The records »
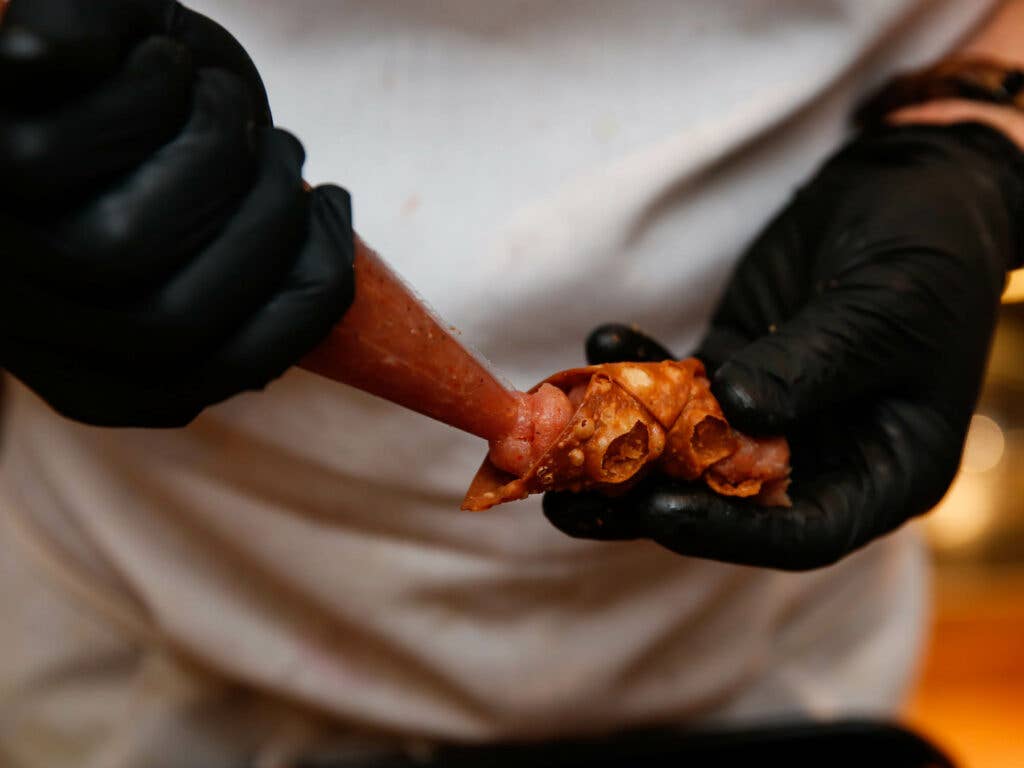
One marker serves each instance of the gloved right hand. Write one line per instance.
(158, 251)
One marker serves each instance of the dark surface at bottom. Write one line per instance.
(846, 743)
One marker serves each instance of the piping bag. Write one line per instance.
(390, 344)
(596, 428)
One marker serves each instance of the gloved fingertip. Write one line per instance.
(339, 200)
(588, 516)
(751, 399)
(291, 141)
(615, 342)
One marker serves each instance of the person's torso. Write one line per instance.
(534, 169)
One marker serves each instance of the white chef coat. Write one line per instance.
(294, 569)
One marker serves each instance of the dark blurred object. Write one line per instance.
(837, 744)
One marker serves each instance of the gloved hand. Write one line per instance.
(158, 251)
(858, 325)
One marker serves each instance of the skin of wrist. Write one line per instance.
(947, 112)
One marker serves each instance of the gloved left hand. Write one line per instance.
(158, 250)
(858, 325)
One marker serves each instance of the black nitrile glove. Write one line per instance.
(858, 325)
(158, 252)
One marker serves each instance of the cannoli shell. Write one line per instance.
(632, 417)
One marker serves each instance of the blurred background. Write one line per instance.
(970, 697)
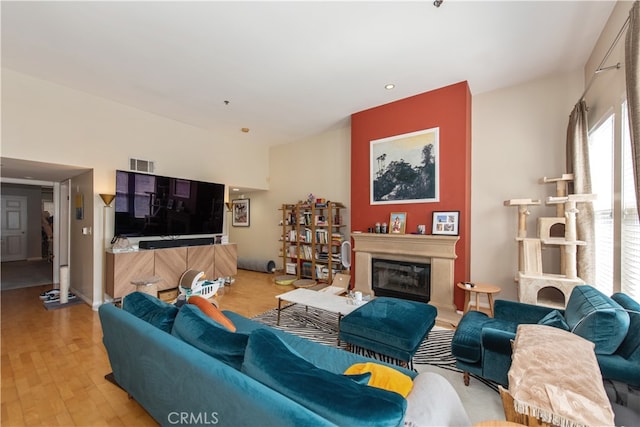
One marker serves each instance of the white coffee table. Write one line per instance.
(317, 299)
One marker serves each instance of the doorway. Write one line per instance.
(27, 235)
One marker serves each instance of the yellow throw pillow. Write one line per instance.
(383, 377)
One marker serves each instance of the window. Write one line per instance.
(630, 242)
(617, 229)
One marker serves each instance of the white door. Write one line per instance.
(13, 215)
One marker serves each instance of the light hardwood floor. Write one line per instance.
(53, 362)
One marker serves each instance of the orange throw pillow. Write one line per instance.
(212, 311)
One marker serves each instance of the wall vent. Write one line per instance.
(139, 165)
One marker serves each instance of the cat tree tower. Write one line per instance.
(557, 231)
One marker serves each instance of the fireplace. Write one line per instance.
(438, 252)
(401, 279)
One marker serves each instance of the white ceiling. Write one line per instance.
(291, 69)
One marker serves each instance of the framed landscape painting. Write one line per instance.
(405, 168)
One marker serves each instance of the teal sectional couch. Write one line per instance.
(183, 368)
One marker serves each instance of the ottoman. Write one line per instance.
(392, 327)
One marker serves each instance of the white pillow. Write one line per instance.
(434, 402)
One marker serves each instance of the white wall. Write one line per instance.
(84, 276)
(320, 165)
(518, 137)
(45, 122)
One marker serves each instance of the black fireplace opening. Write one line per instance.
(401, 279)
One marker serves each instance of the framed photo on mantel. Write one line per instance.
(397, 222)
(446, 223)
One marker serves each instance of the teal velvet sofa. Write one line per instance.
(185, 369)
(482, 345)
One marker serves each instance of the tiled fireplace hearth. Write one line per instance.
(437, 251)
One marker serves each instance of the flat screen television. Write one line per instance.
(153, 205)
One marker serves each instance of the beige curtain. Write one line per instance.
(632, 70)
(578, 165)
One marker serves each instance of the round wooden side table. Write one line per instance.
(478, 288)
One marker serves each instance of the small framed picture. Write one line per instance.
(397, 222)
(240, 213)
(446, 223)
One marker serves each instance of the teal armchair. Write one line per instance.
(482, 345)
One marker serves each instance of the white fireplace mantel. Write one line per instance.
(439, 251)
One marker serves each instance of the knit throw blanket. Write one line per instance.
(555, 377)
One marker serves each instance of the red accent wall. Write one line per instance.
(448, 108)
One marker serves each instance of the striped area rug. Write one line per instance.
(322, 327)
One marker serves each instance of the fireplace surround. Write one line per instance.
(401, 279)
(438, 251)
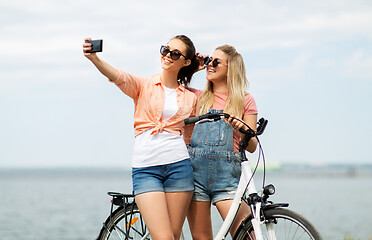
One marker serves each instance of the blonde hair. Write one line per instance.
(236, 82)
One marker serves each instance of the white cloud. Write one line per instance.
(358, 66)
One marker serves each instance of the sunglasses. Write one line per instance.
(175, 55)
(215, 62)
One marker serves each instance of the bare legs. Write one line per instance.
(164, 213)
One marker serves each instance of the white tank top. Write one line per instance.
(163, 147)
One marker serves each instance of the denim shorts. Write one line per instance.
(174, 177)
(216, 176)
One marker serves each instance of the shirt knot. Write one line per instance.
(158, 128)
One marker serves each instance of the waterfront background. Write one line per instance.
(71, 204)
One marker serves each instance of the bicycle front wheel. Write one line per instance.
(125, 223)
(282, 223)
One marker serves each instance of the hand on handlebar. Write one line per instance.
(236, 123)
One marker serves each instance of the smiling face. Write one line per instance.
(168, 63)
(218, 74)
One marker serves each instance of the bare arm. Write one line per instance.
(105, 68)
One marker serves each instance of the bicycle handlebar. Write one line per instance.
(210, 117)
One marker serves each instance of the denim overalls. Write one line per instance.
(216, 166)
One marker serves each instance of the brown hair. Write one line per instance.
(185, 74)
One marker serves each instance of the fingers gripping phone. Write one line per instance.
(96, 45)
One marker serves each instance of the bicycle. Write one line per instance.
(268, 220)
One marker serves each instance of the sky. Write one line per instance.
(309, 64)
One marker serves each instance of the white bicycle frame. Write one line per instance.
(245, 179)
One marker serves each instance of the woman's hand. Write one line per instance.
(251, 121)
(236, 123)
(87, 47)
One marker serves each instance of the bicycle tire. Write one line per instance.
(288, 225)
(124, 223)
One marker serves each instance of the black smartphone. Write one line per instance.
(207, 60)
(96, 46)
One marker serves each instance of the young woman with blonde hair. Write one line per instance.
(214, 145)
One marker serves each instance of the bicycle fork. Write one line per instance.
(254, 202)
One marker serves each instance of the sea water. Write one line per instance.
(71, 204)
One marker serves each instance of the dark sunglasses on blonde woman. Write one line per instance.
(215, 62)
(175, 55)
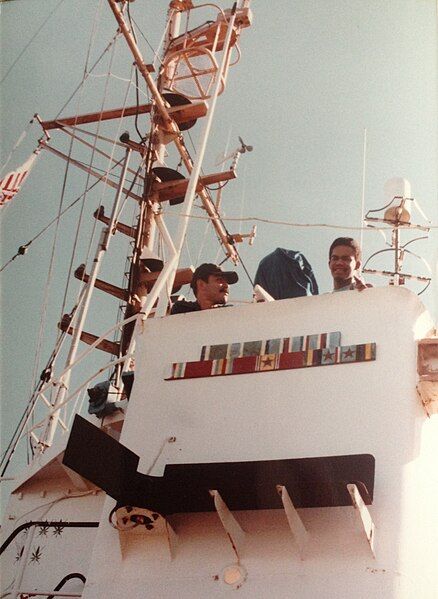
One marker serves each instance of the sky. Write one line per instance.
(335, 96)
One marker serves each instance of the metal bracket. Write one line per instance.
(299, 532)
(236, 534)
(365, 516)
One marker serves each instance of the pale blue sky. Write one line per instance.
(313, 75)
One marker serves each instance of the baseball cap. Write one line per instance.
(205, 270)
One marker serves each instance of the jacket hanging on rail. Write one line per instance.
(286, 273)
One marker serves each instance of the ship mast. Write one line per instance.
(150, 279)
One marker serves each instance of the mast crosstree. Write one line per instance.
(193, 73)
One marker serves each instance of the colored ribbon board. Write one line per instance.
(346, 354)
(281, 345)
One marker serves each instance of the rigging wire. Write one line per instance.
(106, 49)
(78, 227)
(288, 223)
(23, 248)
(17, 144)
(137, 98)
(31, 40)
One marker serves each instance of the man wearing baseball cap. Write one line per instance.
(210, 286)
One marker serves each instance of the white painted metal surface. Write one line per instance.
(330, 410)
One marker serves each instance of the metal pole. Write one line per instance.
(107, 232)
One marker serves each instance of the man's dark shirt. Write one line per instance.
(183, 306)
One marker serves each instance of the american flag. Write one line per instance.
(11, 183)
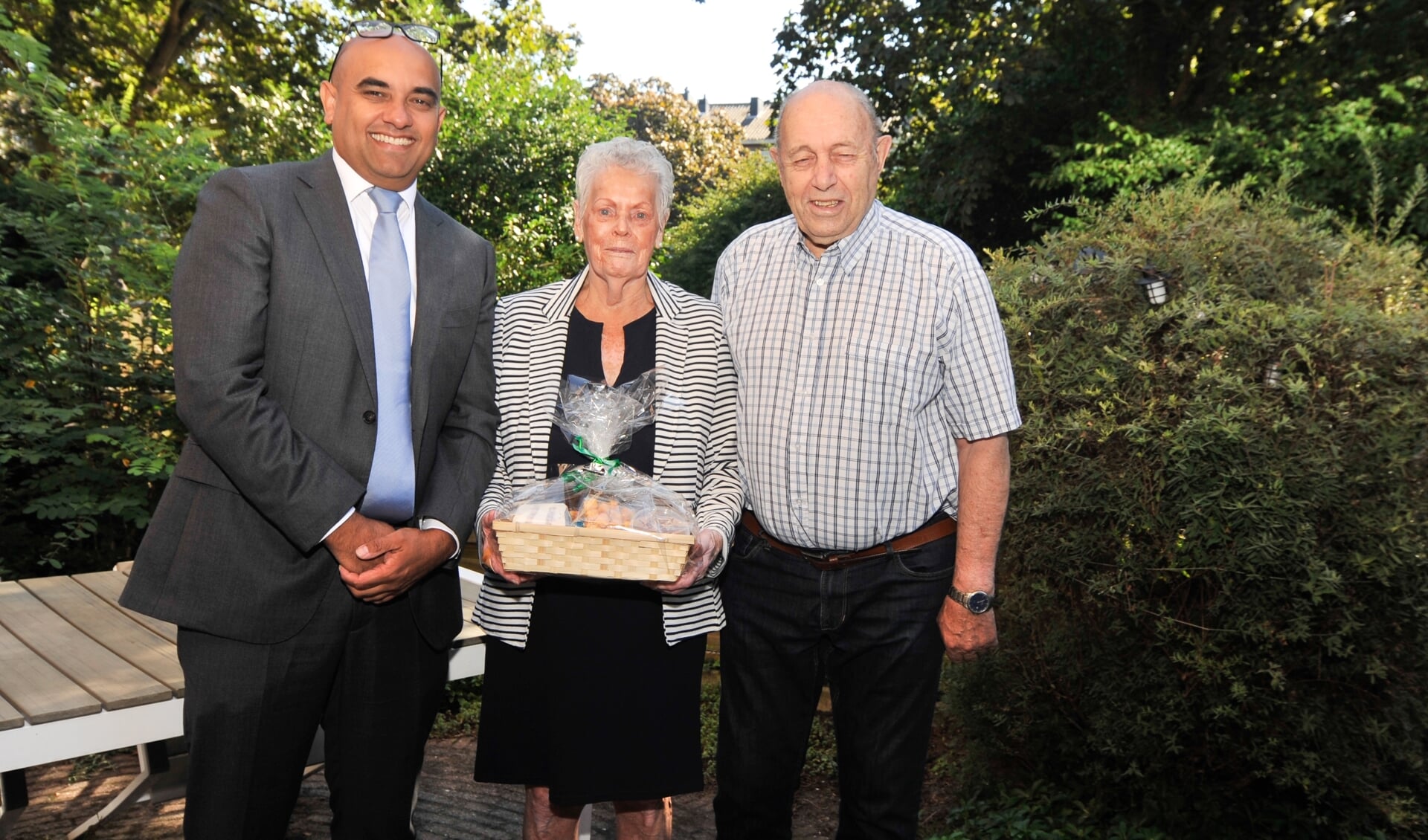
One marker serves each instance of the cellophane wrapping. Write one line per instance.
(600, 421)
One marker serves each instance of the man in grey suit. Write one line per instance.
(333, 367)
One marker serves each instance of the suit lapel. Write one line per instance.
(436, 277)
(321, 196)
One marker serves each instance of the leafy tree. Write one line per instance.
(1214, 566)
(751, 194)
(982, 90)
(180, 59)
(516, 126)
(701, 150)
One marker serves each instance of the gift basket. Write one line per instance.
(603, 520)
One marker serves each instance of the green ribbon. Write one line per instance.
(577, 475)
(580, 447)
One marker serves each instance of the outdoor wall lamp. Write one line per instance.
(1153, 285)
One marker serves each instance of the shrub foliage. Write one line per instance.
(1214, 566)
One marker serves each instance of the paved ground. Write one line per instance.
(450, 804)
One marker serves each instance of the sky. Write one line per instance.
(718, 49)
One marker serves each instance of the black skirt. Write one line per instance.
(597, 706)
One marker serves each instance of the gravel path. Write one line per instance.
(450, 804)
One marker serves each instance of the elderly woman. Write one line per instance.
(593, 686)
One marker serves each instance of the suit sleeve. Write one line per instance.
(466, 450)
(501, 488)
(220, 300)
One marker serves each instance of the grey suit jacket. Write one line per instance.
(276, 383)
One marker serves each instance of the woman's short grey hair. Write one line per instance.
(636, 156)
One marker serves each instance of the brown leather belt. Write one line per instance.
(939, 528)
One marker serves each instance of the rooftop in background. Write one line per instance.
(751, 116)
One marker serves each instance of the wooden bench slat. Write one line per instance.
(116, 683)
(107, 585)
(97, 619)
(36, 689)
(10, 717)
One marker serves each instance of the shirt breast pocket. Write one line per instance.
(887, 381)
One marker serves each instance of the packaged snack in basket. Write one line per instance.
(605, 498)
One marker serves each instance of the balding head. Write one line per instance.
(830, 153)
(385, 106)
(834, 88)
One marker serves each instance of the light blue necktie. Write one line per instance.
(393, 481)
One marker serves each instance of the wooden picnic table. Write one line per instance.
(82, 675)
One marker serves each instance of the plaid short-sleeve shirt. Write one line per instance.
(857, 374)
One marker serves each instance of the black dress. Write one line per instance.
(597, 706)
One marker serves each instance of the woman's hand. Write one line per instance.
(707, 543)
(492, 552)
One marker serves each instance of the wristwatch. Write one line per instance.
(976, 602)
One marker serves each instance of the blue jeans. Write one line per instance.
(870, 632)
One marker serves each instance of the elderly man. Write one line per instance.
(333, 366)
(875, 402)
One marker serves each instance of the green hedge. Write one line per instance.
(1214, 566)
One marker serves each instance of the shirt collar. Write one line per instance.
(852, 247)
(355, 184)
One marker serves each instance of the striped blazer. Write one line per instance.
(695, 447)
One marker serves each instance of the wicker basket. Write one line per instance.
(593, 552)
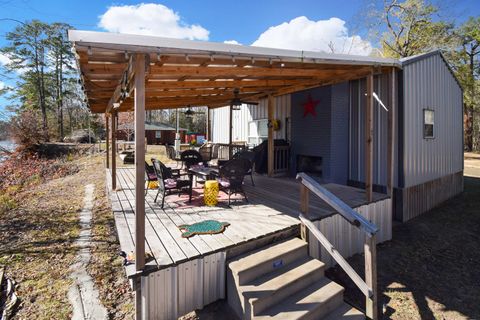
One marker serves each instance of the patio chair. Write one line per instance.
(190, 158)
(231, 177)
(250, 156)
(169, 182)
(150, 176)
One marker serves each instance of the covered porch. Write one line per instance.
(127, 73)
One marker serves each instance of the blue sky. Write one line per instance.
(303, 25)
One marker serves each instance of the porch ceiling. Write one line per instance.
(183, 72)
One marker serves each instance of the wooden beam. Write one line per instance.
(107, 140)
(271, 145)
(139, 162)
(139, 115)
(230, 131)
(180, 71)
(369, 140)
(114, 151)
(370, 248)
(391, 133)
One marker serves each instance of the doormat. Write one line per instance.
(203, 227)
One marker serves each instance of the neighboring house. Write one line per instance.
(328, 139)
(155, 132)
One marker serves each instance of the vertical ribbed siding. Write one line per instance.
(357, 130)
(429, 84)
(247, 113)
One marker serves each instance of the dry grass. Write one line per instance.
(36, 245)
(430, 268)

Task » Lay out everything from the line containing "One marker serves each instance of the cellophane" down to the line containing "(1153, 285)", both included, as a Markdown table with a Row column numbering each line and a Line column holding its text. Leave out any blank lines.

The completed task »
| Row | Line |
|---|---|
| 1 | One marker serves each instance of the cellophane wrapping. Write one line per instance. |
| 2 | (600, 421) |
| 3 | One marker serves each instance of the man in grey suit. Write one line per instance. |
| 4 | (333, 367) |
| 5 | One marker serves each instance of the suit lapel. Write one line per instance. |
| 6 | (436, 277) |
| 7 | (321, 196) |
| 8 | One marker serves each instance of the leafy tree. Write one line per instance. |
| 9 | (1214, 566) |
| 10 | (751, 194) |
| 11 | (982, 90) |
| 12 | (180, 59) |
| 13 | (516, 126) |
| 14 | (701, 150) |
| 15 | One marker serves each instance of the gift basket. Write one line per instance. |
| 16 | (603, 520) |
| 17 | One marker serves each instance of the green ribbon. Write one line per instance. |
| 18 | (577, 475) |
| 19 | (580, 447) |
| 20 | One marker serves each instance of the outdoor wall lamp. Write one line per instance. |
| 21 | (1153, 285) |